- _What you have to do_
Copy out the stretch of records from the line containing "it: point(274, 334)." through the line containing "point(212, 354)", requests included. Increase every number in the answer point coordinates by 17, leaving the coordinates in the requests unchanged, and give only those lines.

- _Material provided_

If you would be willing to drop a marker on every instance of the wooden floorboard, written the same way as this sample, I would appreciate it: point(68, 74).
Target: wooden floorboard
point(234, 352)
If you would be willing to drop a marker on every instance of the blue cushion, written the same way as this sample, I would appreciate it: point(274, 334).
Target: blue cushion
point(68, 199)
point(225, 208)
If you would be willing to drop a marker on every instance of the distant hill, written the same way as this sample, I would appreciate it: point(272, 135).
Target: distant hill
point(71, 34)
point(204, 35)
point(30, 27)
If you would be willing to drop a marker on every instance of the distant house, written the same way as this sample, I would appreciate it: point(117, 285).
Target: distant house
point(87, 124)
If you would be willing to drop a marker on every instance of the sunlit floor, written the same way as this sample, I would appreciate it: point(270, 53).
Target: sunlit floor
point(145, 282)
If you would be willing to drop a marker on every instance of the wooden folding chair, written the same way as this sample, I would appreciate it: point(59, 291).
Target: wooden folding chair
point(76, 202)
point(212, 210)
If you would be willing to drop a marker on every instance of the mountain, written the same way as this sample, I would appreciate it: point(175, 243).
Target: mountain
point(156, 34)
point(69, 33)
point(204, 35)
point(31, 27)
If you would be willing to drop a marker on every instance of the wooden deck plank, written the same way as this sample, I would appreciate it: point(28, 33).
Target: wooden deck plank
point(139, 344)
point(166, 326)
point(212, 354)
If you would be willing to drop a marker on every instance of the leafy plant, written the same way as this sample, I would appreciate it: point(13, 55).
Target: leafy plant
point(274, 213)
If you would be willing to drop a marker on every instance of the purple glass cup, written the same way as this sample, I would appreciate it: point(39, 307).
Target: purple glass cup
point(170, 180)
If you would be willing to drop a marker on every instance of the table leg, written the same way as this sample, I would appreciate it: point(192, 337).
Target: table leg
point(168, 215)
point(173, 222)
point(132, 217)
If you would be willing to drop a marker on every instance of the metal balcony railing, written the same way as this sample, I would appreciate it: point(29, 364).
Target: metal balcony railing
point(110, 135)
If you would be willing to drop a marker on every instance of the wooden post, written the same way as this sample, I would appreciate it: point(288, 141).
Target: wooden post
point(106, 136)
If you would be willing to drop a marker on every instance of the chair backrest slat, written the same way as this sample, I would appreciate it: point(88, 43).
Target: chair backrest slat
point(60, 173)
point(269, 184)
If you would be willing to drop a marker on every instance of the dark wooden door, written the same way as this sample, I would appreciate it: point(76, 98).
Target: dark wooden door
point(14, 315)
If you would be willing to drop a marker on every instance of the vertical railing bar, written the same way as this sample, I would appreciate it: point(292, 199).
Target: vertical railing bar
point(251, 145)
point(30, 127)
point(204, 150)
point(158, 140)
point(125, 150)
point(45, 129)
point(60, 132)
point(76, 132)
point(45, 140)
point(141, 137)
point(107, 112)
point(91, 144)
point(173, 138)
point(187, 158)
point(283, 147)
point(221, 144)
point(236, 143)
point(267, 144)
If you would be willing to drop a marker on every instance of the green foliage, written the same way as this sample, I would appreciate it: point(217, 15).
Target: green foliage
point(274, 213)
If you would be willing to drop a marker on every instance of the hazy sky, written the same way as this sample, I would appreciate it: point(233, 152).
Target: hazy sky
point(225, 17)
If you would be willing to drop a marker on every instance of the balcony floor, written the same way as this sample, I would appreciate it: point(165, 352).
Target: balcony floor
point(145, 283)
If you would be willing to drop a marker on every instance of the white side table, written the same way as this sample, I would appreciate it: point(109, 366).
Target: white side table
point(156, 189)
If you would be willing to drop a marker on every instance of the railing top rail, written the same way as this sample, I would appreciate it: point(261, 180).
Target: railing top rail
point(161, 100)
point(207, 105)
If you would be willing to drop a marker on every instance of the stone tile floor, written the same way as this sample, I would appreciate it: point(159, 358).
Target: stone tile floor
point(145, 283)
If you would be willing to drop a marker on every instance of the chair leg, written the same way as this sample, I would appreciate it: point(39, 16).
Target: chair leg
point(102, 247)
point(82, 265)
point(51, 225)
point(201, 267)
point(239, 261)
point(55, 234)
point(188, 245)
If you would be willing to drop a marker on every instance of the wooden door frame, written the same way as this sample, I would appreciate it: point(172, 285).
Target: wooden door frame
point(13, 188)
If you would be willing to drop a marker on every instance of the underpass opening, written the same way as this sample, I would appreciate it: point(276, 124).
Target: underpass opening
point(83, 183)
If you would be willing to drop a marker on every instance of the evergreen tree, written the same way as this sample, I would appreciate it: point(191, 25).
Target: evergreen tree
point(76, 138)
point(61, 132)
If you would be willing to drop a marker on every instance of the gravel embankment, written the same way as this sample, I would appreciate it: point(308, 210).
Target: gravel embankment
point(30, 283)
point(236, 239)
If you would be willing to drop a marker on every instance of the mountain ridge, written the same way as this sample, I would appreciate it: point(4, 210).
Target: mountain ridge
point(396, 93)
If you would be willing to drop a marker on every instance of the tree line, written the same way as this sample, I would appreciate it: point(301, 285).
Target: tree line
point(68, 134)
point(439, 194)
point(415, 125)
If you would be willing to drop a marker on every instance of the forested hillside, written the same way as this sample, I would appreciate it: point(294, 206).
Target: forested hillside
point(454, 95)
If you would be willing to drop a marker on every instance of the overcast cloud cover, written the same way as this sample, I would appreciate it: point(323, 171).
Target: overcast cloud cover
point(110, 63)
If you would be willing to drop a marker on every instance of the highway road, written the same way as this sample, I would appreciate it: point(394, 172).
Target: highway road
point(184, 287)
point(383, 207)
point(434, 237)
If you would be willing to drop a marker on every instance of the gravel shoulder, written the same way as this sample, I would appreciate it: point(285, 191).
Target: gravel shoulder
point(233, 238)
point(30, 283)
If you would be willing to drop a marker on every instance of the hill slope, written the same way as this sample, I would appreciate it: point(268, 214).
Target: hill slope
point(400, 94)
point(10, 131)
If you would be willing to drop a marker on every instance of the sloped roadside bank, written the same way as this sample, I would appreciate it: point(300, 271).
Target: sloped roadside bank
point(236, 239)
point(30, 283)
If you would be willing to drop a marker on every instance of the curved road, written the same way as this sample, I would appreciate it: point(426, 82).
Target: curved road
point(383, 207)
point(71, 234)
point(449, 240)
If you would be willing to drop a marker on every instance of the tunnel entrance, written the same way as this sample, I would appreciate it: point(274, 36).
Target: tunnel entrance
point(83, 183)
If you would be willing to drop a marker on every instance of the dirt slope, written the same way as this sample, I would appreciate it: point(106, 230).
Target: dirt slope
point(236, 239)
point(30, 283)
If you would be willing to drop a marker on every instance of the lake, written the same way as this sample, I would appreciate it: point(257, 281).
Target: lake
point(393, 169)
--
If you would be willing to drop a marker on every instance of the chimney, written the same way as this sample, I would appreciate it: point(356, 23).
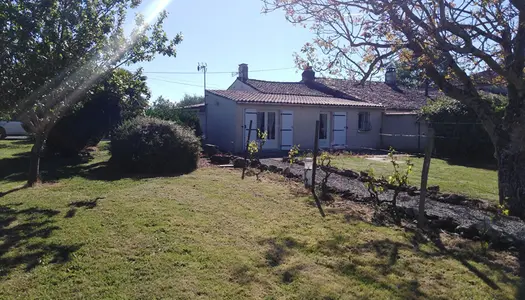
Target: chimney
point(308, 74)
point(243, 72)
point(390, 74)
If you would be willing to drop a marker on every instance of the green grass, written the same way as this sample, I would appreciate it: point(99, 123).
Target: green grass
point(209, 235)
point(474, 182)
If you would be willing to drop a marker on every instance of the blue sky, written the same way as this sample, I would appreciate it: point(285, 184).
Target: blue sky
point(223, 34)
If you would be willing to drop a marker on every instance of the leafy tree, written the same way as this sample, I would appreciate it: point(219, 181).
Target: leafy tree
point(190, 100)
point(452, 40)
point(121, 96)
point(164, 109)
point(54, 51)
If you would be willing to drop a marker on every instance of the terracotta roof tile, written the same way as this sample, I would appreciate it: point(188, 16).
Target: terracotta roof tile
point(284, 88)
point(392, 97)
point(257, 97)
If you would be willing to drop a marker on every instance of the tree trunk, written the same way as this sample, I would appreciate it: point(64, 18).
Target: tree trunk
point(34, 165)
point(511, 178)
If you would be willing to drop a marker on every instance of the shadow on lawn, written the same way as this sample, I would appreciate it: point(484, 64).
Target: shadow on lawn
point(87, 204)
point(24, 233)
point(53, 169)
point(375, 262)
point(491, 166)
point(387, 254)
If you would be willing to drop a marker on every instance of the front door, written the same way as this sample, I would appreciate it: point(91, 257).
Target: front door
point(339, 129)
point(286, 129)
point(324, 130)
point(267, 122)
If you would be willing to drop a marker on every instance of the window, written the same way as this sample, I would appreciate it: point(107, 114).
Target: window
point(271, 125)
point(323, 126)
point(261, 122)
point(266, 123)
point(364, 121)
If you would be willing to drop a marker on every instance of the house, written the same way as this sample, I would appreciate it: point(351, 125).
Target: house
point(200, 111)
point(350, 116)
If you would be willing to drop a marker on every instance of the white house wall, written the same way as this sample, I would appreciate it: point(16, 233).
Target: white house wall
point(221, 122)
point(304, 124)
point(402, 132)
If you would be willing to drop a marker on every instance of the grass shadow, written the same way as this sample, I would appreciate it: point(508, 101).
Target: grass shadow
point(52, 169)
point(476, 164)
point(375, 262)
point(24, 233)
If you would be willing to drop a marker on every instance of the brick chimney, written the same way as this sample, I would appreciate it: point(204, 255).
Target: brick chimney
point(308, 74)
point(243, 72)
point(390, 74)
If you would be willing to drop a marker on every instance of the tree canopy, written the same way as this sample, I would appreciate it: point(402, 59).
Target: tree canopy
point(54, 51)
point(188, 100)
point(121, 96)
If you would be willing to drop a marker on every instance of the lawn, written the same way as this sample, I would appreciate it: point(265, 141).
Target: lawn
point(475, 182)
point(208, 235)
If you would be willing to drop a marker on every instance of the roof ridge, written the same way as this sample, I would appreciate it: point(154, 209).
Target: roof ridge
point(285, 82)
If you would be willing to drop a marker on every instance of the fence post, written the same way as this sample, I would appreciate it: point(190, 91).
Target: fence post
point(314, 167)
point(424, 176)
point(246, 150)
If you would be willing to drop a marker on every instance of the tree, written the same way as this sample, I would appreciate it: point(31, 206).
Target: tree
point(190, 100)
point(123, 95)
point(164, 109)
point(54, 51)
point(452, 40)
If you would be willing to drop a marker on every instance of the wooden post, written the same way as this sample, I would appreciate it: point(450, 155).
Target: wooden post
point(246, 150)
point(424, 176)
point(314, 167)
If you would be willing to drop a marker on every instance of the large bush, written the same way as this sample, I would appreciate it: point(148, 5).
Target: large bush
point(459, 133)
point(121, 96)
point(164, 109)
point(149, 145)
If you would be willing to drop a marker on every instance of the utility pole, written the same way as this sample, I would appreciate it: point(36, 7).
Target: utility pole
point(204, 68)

- _Solution for this task_
If you would be willing to drop a marker on every instance of the blue cushion, written the same way as this sample, I would appreciate it: point(274, 334).
Target: blue cushion
point(85, 216)
point(242, 225)
If you would be willing to drop a marker on every instance of the distant hill, written the same way as this sample, I would appreciate it: point(272, 135).
Target: distant hill
point(88, 51)
point(221, 52)
point(47, 44)
If you would be willing to drop a marker on every instance of the distant house, written the same way as this sample, I would appreciate it: point(117, 285).
Target: distant house
point(104, 141)
If you would be willing to drop a marker on every instance of the sunlit floor, written the same way as this sample, I would appreciate it: point(270, 53).
Target: sunlit floor
point(162, 299)
If you would be willing to drop a marker on every instance of the wooden folding chair, written the same way as this sample, I would appreciate it: point(59, 291).
Target: wooden folding chair
point(93, 219)
point(229, 227)
If you would be willing to drop a marker on every instance of the mountain, written the same way as this sample, I would appreciate it: point(175, 243).
Target: mountain
point(173, 51)
point(86, 50)
point(221, 52)
point(48, 44)
If you would be willing to drop a marker on every instance of the wooden deck plank, written the same way as this sample, I would appreciate it: point(28, 33).
Target: wooden deck plank
point(156, 361)
point(183, 343)
point(229, 371)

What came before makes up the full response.